====== PROVIDED RECORDS ======

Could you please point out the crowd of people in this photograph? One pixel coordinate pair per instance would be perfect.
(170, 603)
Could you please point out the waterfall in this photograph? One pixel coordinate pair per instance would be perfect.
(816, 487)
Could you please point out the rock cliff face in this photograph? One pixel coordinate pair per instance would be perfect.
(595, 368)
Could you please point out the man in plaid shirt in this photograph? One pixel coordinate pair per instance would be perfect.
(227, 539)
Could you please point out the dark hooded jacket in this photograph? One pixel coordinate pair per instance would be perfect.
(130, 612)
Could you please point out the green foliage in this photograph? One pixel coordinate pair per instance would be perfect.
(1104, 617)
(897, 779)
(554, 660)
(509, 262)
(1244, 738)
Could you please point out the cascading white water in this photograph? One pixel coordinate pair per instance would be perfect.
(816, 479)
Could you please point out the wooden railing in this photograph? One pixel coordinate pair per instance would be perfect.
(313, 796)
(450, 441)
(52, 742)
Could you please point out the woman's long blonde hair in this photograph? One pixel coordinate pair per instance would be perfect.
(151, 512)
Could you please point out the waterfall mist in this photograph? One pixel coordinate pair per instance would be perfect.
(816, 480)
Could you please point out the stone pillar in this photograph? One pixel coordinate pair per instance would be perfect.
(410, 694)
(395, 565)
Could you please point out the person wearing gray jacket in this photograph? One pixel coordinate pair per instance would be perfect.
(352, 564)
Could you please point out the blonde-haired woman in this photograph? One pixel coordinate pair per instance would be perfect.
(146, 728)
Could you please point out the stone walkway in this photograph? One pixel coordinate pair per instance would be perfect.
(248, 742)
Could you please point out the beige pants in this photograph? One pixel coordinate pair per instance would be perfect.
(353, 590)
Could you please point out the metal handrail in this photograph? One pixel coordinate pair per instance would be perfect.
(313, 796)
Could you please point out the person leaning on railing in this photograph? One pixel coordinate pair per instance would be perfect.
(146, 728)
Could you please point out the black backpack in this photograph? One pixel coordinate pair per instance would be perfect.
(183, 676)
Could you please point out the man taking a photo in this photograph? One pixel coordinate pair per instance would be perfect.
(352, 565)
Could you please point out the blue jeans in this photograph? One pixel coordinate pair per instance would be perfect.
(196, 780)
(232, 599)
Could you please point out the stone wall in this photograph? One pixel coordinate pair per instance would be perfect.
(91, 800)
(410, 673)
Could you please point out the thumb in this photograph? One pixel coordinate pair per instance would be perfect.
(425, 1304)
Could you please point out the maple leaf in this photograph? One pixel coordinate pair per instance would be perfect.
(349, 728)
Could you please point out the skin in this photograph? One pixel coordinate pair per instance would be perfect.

======

• [TASK] Every record must be transcribed exactly, with no line skipped.

• [WRITTEN RESPONSE]
Could you please point out the crowd of people in this photograph? One pixel coordinate pair per instance would be perfect.
(170, 603)
Could you please point out the waterfall in this photograph? One pixel coordinate pair per instance would be perfect.
(816, 487)
Could you please point out the rock cliff face in this photograph? One pixel coordinate pair per instance would be perfect.
(595, 368)
Could you please point out the man in plaid shirt in this photograph? One pixel coordinate pair per instance would be perfect.
(227, 539)
Could you please point out the dark hooded jacket in this photograph? One pixel coordinate pair per instance would be perfect.
(130, 612)
Could you please point out the green foliage in this photograph? One pixel coordinate pair per instance would be perfect.
(1104, 617)
(897, 779)
(554, 660)
(509, 262)
(1244, 738)
Could you please point out the cascading white water in this photograph? One pixel coordinate pair per instance would be perfect.
(816, 479)
Could you please point out the wooden railing in this photograph? One pixel coordinate pair per instance would be perfect.
(313, 796)
(450, 441)
(52, 742)
Could you please point out the woman's long blonde hair in this photograph? One pixel coordinate pair per instance would be perfect.
(151, 512)
Could you please point out the waterfall mist in this photograph? One pixel coordinate pair per instance would be perfect.
(816, 480)
Could you please point out the stone pillar in this photograph? One pixel coordinate pair per instance would be perfect.
(410, 694)
(395, 565)
Could you please point out the person wearing gray jacket in this photograph? One pixel coordinate pair per instance would be perfect.
(352, 564)
Could you please point out the blonde-haired woman in this photograph? One pixel coordinate pair per instance would be perfect.
(146, 728)
Could you please point out the stone walkway in this photograph? One pixel coordinate pair per instance would be perfect.
(248, 742)
Could you please point out the beige pants in this photograph? One pixel coordinate pair per instance would be perfect.
(353, 590)
Could you please point out the metal handrail in this photograph? One pixel coordinate pair per instance would be perfect.
(313, 796)
Could you please point out the person leaning on railing in this photograph? One pixel coordinate pair per instance would be perfect.
(146, 728)
Could you please point out the black backpack in this photograph? One pixel coordinate pair per instance would be perfect.
(183, 676)
Could you please point out the man taking a photo in this photograph? One pixel coordinate pair per instance would be perfect.
(352, 565)
Could you please point out the blue jeans in this photograph? One pixel coordinate pair per instance would be perfect.
(196, 780)
(232, 599)
Could you please point out the stone wall in this photograph? One pixel coordinate pair per instance would be perfect.
(91, 800)
(410, 673)
Could you please point out the thumb in this photograph? One pixel coordinate pair per instance would be perfect.
(425, 1304)
Could you please point out the maple leaf in this photograph? One pixel coordinate pair per instance would be perfect.
(349, 728)
Could you please point out the skin in this photograph? One pixel coordinate pair per instance would be perfect.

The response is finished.